Free-text object descriptions:
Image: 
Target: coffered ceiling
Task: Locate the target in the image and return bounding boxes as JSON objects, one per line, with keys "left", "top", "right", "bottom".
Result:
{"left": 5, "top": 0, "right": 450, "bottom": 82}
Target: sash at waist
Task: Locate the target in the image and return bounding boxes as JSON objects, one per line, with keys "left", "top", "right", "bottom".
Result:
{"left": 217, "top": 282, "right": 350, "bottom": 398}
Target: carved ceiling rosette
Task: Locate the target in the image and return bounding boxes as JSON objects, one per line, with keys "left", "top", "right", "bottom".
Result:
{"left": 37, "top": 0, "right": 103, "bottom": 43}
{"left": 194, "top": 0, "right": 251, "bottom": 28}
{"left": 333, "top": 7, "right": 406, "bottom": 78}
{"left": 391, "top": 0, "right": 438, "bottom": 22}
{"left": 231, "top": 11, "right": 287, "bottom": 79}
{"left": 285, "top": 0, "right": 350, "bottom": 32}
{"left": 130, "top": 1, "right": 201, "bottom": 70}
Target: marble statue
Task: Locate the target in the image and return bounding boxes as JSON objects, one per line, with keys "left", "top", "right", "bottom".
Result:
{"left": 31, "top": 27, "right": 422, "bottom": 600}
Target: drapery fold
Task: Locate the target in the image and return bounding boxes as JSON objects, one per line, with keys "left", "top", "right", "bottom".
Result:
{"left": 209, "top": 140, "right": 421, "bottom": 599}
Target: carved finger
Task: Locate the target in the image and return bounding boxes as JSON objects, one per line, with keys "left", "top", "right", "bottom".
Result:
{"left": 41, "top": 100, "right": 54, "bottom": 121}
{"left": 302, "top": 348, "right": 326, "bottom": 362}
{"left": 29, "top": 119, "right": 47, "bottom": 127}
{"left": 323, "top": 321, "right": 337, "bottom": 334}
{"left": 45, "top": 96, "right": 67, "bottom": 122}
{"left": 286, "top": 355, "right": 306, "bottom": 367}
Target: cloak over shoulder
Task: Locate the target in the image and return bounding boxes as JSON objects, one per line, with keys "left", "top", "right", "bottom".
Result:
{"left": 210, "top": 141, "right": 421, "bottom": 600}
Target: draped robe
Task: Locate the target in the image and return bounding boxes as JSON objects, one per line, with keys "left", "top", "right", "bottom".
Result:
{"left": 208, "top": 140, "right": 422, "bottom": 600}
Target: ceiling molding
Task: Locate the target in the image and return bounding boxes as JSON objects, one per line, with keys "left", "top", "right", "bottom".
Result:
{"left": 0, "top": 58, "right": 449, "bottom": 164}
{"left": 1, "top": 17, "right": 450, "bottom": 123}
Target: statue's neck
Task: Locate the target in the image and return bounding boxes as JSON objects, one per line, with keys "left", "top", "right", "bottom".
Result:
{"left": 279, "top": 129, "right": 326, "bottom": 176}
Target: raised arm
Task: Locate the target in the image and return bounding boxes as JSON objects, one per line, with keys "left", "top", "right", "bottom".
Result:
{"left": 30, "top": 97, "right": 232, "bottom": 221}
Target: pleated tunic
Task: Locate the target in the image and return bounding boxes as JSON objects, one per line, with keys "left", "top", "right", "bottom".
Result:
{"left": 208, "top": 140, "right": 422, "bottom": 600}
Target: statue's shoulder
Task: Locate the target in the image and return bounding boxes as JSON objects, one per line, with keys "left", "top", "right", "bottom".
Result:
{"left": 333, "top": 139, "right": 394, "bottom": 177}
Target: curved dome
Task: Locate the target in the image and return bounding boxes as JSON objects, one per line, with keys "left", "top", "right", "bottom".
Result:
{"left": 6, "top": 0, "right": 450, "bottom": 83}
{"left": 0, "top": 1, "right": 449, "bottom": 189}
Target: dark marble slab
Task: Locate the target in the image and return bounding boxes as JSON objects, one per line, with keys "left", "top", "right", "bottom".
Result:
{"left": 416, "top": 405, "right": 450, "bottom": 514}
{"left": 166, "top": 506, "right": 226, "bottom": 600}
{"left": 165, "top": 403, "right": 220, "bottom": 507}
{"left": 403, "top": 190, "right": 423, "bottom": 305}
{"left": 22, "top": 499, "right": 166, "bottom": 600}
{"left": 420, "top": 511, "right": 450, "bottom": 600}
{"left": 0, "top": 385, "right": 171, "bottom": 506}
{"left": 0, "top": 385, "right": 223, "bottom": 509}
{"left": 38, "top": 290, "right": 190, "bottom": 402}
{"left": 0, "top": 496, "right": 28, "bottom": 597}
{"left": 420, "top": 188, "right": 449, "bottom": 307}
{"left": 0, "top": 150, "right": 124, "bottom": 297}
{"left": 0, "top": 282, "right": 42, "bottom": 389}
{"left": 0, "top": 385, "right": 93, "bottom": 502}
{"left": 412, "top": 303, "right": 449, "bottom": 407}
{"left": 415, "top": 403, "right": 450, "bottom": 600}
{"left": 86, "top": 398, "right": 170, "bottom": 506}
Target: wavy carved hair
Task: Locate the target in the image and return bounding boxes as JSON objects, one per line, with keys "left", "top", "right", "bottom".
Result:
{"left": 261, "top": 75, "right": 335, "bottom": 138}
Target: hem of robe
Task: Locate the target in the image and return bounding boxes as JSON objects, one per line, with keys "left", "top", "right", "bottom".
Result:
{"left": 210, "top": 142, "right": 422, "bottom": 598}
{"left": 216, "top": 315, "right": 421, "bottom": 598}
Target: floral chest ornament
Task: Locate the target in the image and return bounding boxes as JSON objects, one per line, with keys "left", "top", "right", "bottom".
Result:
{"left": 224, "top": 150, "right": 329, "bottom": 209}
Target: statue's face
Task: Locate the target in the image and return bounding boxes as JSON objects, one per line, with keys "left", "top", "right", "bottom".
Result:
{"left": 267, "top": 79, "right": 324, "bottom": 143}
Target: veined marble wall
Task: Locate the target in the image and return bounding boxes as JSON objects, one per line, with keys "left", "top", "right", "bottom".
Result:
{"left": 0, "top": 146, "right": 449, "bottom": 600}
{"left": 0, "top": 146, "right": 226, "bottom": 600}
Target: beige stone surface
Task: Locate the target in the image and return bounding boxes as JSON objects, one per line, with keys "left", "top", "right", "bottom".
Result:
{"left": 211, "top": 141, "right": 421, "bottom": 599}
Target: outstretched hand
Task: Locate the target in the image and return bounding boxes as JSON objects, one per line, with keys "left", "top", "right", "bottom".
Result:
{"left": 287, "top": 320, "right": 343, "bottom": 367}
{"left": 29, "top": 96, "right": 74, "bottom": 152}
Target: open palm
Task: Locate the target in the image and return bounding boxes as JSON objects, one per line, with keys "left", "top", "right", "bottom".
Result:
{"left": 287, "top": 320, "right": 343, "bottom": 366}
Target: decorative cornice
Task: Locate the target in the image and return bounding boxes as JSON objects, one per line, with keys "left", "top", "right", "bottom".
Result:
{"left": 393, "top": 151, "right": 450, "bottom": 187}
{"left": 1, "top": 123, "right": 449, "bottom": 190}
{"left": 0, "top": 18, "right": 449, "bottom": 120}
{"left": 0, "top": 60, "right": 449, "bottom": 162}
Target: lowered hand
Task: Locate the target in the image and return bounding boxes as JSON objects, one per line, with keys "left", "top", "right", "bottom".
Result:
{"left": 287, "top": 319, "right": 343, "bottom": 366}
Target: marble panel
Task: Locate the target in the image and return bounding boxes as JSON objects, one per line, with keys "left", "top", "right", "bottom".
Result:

Work to complete: In full and without alteration, write out each record.

Finished task:
Image: 
Target: coffered ceiling
Task: Locate the target in the image and return bounding boxes as JSON objects, one per line, with keys "left", "top", "right", "bottom".
Result:
{"left": 5, "top": 0, "right": 450, "bottom": 82}
Target: sash at waist
Task: Locate the target in the image and return bounding boxes as JSON objects, one per line, with keys "left", "top", "right", "bottom".
Result:
{"left": 217, "top": 282, "right": 350, "bottom": 398}
Target: carved ceiling rosette
Task: Locate the target in the image and return bounding boxes as JSON objects, one per line, with keys "left", "top", "right", "bottom".
Result:
{"left": 37, "top": 0, "right": 103, "bottom": 43}
{"left": 194, "top": 0, "right": 251, "bottom": 28}
{"left": 333, "top": 7, "right": 406, "bottom": 78}
{"left": 391, "top": 0, "right": 438, "bottom": 22}
{"left": 231, "top": 11, "right": 287, "bottom": 79}
{"left": 285, "top": 0, "right": 350, "bottom": 32}
{"left": 130, "top": 1, "right": 201, "bottom": 70}
Target: marble statue
Task: Locate the target in the image and return bounding boxes as JSON objects, one per line, with keys "left", "top", "right", "bottom".
Result:
{"left": 31, "top": 27, "right": 422, "bottom": 600}
Target: drapery fold
Task: Locate the target in the image and return bounding boxes as JSON objects, one per line, with keys "left", "top", "right", "bottom".
Result:
{"left": 209, "top": 140, "right": 421, "bottom": 599}
Target: carved finger
Task: Locate the target in the image and return bounding boxes as JSON objects, one per line, with keys "left", "top", "right", "bottom".
Result:
{"left": 41, "top": 100, "right": 54, "bottom": 121}
{"left": 302, "top": 348, "right": 326, "bottom": 362}
{"left": 29, "top": 119, "right": 47, "bottom": 127}
{"left": 323, "top": 321, "right": 337, "bottom": 334}
{"left": 45, "top": 96, "right": 67, "bottom": 122}
{"left": 286, "top": 355, "right": 306, "bottom": 367}
Target: cloak over shoulder
Task: Locate the target in the image and return bounding boxes as JSON objects, one per line, with keys "left", "top", "right", "bottom".
Result:
{"left": 210, "top": 141, "right": 421, "bottom": 600}
Target: draped robe
Task: Locate the target in the image and return bounding boxes as JSON objects, one per line, with keys "left", "top", "right", "bottom".
Result:
{"left": 208, "top": 140, "right": 422, "bottom": 600}
Target: ceiling molding
Task: Locate the target in the image and return bounding boxes as JSON objects, one per line, with keys "left", "top", "right", "bottom".
Result:
{"left": 0, "top": 58, "right": 449, "bottom": 164}
{"left": 1, "top": 17, "right": 450, "bottom": 123}
Target: statue's neck
Task: Locate the target in the image and return bounding boxes as JSON objects, one per line, with keys "left", "top", "right", "bottom".
Result:
{"left": 279, "top": 129, "right": 326, "bottom": 176}
Target: raised arm
Task: Locate the target in the image and return bounding boxes as JSON objects, one per line, with keys "left", "top", "right", "bottom".
Result:
{"left": 30, "top": 97, "right": 232, "bottom": 221}
Target: pleated tunic
Task: Locate the target in the image and return bounding boxes as JSON objects, one per line, with keys "left", "top", "right", "bottom".
Result:
{"left": 208, "top": 140, "right": 422, "bottom": 600}
Target: statue's shoulder
Task: Locate the target in the image and return bounding boxes as JSON objects, one per line, with keys "left", "top", "right", "bottom".
Result:
{"left": 333, "top": 139, "right": 394, "bottom": 177}
Target: curved dome
Task: Locate the target in the image and return bounding boxes as JSON objects, one per line, with keys "left", "top", "right", "bottom".
Result:
{"left": 6, "top": 0, "right": 450, "bottom": 83}
{"left": 0, "top": 1, "right": 449, "bottom": 189}
Target: dark marble slab
Task: Locate the target in the image and return bounding boxes as JSON objects, one per line, with keys "left", "top", "right", "bottom".
Result:
{"left": 416, "top": 405, "right": 450, "bottom": 514}
{"left": 166, "top": 506, "right": 226, "bottom": 600}
{"left": 165, "top": 403, "right": 220, "bottom": 507}
{"left": 403, "top": 190, "right": 423, "bottom": 305}
{"left": 22, "top": 499, "right": 166, "bottom": 600}
{"left": 420, "top": 511, "right": 450, "bottom": 600}
{"left": 0, "top": 385, "right": 171, "bottom": 506}
{"left": 0, "top": 385, "right": 223, "bottom": 509}
{"left": 38, "top": 290, "right": 190, "bottom": 402}
{"left": 0, "top": 496, "right": 28, "bottom": 597}
{"left": 420, "top": 188, "right": 449, "bottom": 307}
{"left": 0, "top": 150, "right": 124, "bottom": 297}
{"left": 0, "top": 282, "right": 42, "bottom": 389}
{"left": 0, "top": 385, "right": 93, "bottom": 502}
{"left": 412, "top": 303, "right": 449, "bottom": 407}
{"left": 415, "top": 403, "right": 450, "bottom": 600}
{"left": 86, "top": 398, "right": 170, "bottom": 506}
Target: wavy carved hair
Task: Locate the target in the image and return bounding boxes as JSON objects, one per line, with keys "left", "top", "right", "bottom".
Result:
{"left": 261, "top": 75, "right": 335, "bottom": 138}
Target: hem of robe
Task: Locate the target in the image and return bounding boxes as JSON objects, one per line, with keys "left", "top", "right", "bottom".
Result:
{"left": 210, "top": 142, "right": 422, "bottom": 598}
{"left": 216, "top": 315, "right": 421, "bottom": 598}
Target: floral chest ornament
Task: Locate the target in the image and return bounding boxes as JSON objects, one per line, with keys "left", "top", "right", "bottom".
Result:
{"left": 224, "top": 150, "right": 329, "bottom": 209}
Target: statue's face
Task: Locate the target in the image and return bounding boxes as JSON objects, one per line, with keys "left", "top", "right", "bottom".
Result:
{"left": 267, "top": 79, "right": 324, "bottom": 143}
Target: veined marble wall
Task: Locate the target in the image and return bounding boxes as JSON objects, one per line, with keys "left", "top", "right", "bottom".
Result:
{"left": 0, "top": 146, "right": 449, "bottom": 600}
{"left": 0, "top": 146, "right": 226, "bottom": 600}
Target: beige stone surface
Task: Locate the target in the image and return bounding boxes as JSON objects, one per line, with keys "left", "top", "right", "bottom".
Result:
{"left": 211, "top": 141, "right": 421, "bottom": 599}
Target: outstretched hand
Task: Locate the target in the image and return bounding boxes as JSON objects, one per line, with keys "left", "top", "right", "bottom".
Result:
{"left": 287, "top": 320, "right": 343, "bottom": 367}
{"left": 29, "top": 96, "right": 74, "bottom": 152}
Target: open palm
Task: Locate the target in the image and return bounding boxes as JSON objects, one per line, with keys "left", "top", "right", "bottom".
Result:
{"left": 287, "top": 320, "right": 343, "bottom": 366}
Target: decorative cornice
Task: Locate the target in the image and return bounding boxes as JSON objects, one per line, with keys "left", "top", "right", "bottom".
Result:
{"left": 393, "top": 151, "right": 450, "bottom": 187}
{"left": 1, "top": 123, "right": 449, "bottom": 190}
{"left": 0, "top": 18, "right": 449, "bottom": 120}
{"left": 0, "top": 60, "right": 449, "bottom": 162}
Target: lowered hand
Task: Locate the target in the image and return bounding boxes as JSON objects, one per line, with keys "left", "top", "right", "bottom".
Result:
{"left": 287, "top": 319, "right": 343, "bottom": 366}
Target: marble panel
Task: Locate the target in the image and return bounding boxes as JSON objects, one per line, with keys "left", "top", "right", "bottom".
Result:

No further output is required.